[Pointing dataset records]
---*---
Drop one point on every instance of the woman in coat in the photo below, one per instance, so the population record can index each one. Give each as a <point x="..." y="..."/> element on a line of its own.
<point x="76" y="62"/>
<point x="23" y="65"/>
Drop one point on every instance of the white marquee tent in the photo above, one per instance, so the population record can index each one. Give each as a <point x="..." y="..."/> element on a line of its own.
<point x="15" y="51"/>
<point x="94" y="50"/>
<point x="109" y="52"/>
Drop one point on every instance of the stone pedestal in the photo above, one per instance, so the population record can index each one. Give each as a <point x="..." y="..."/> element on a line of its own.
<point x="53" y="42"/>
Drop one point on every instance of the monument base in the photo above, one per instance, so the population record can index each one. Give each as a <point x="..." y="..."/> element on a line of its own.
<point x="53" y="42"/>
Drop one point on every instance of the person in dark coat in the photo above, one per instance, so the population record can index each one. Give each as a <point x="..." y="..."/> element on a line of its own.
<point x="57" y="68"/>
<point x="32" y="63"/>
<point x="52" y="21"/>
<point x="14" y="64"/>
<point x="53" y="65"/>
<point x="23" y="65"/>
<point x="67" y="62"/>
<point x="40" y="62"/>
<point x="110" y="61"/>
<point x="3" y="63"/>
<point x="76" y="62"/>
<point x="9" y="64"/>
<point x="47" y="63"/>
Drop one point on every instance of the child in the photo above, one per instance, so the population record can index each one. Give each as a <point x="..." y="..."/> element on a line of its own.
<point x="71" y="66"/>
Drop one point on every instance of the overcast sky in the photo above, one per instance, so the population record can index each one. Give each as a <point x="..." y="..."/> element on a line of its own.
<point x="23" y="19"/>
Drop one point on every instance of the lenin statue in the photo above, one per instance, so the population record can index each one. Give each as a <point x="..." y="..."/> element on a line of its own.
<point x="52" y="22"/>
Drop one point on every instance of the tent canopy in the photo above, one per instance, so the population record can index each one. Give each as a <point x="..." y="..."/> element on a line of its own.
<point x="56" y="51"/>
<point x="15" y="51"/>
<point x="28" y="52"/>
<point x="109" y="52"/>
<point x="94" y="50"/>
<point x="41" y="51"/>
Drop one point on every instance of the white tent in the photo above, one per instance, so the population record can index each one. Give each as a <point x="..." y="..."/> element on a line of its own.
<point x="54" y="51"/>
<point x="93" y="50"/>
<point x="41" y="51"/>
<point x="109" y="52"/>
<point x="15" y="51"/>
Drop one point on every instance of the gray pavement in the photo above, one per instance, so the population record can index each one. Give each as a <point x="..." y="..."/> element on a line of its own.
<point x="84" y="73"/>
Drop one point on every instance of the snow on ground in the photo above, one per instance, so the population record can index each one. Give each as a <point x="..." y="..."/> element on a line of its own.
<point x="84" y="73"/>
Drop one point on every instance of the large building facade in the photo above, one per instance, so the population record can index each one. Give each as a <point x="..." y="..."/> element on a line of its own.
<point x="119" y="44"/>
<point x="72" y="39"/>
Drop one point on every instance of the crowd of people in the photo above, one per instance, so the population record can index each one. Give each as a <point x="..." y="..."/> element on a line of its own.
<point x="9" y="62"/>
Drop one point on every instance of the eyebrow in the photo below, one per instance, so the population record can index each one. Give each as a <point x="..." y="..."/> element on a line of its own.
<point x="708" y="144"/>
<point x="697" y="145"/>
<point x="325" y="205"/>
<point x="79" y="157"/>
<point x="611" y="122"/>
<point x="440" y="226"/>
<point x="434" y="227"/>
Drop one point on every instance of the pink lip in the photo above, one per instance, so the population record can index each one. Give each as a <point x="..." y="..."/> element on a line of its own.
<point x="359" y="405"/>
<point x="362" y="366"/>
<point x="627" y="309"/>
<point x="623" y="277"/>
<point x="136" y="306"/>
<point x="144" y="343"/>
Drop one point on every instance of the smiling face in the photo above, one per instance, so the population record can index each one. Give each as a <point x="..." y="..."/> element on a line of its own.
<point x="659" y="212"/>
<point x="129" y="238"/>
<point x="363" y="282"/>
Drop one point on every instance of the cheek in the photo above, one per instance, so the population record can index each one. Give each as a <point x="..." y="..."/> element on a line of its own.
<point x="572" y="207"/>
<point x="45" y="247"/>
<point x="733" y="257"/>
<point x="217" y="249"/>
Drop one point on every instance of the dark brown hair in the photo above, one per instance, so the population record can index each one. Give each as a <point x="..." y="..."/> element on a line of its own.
---*---
→ Task statement:
Rewrite the records above, switching every "population record" to "survey catalog" and changing nothing else.

→ Written answer:
Drop one point on every instance of the woman in coat in the photo below, one per instance, so the survey catalog can index each one. Give each as a <point x="..." y="..."/> element on a line of its own.
<point x="76" y="62"/>
<point x="23" y="65"/>
Drop one point on every instance of the white marquee tent in the photo above, one per instance, so the survey catalog can index each one. Give each as a <point x="..." y="..."/> element on a line of its own.
<point x="15" y="51"/>
<point x="94" y="50"/>
<point x="109" y="52"/>
Drop one point on every instance of the stone pedestal in the photo above, one per instance, so the survey catalog can index each one. Give each as a <point x="..." y="..."/> element on a line of its own.
<point x="53" y="42"/>
Drop one point on every instance of the monument base in the photo above, one per instance, so the survey catalog can index each one. Give each as a <point x="..." y="..."/> element on a line of its own.
<point x="53" y="42"/>
Drop one point on every instance of the person in dark coat in the photo above, one per instance, so the survey catalog can index each one. Give each as a <point x="..." y="..."/> element on a line of its own.
<point x="57" y="68"/>
<point x="32" y="63"/>
<point x="52" y="21"/>
<point x="14" y="64"/>
<point x="53" y="65"/>
<point x="23" y="65"/>
<point x="67" y="62"/>
<point x="40" y="62"/>
<point x="110" y="61"/>
<point x="3" y="63"/>
<point x="76" y="62"/>
<point x="9" y="64"/>
<point x="47" y="63"/>
Drop one point on every instance of the child in the photo above, one per instance, so the survey catalog can index each one. Give each as a <point x="..." y="..."/> element on a line of its own.
<point x="71" y="66"/>
Drop one point on every instance of the overcast sky in the photo above, one per instance, so the survey catalog can index each one. Give each as a <point x="..." y="..."/> element on a line of its own.
<point x="23" y="19"/>
Drop one point on every instance of the lenin statue in the photo above, one per instance, so the survey catalog can index each one. Give each as a <point x="..." y="..."/> element on a line of its own.
<point x="52" y="22"/>
Drop one point on every instance of the tent canopy in the photo above, one per instance, so the survey catalog can index each one. Give each as a <point x="..." y="..."/> element on a line of its own.
<point x="56" y="51"/>
<point x="15" y="51"/>
<point x="28" y="52"/>
<point x="109" y="52"/>
<point x="94" y="50"/>
<point x="41" y="51"/>
Drop one point on every instance of the white tent in the photo above, one per instance, so the survey catalog can index each one. Give each as a <point x="..." y="..."/> element on a line of its own.
<point x="54" y="51"/>
<point x="93" y="50"/>
<point x="41" y="51"/>
<point x="109" y="52"/>
<point x="15" y="51"/>
Drop one point on every instance of the gray pavement in the photo above, one per instance, so the survey catalog can index each one. Give each as a <point x="..." y="..."/> element on a line of its own.
<point x="84" y="73"/>
Drop one point on every instance of the snow on ground in the photo above, one per instance, so the survey catalog can index each one. Give each as a <point x="..." y="..."/> element on a line of its own.
<point x="84" y="73"/>
Drop one point on every instance of the large building facade in the photo above, one per instance, so the survey catalog can index each one. Give each as a <point x="..." y="..."/> element on a line of its own.
<point x="119" y="44"/>
<point x="72" y="39"/>
Drop one point on every instance of the crowd of people in the photo above, one per instance, so the survey catalog can index each one. Give each as a <point x="..." y="..."/> element on a line of its own.
<point x="9" y="62"/>
Drop one point on every instance of the eyebrow in the photo below, one per instance, so the survey catalog can index each one. Give each as a <point x="..." y="..."/> element on a line of its own.
<point x="708" y="144"/>
<point x="697" y="145"/>
<point x="325" y="205"/>
<point x="79" y="157"/>
<point x="611" y="122"/>
<point x="440" y="226"/>
<point x="434" y="227"/>
Drop one point on every instance of the pink lip in the photo above, one per instance, so the survey catalog can index each one. Give each as a <point x="..." y="..."/> element on a line of its own.
<point x="359" y="405"/>
<point x="362" y="366"/>
<point x="627" y="309"/>
<point x="623" y="277"/>
<point x="136" y="306"/>
<point x="144" y="343"/>
Drop one point on every instance of the smiling face in the photo above, one per instance, so the survey catalog can index each one. Give each as a <point x="..." y="..."/> element on a line of its own.
<point x="659" y="212"/>
<point x="129" y="238"/>
<point x="363" y="282"/>
Drop one point on every instance of the cheek in the photo above, one per instance, so the survey catalog can index each one. Give each as a <point x="..." y="..."/> element on a line of its own.
<point x="572" y="207"/>
<point x="45" y="247"/>
<point x="733" y="257"/>
<point x="217" y="249"/>
Drop one point on every instance of the dark brown hair in the photo above, one per instance, so the survey catalog can index each one. Give each as a <point x="..." y="..."/> element on a line of its own.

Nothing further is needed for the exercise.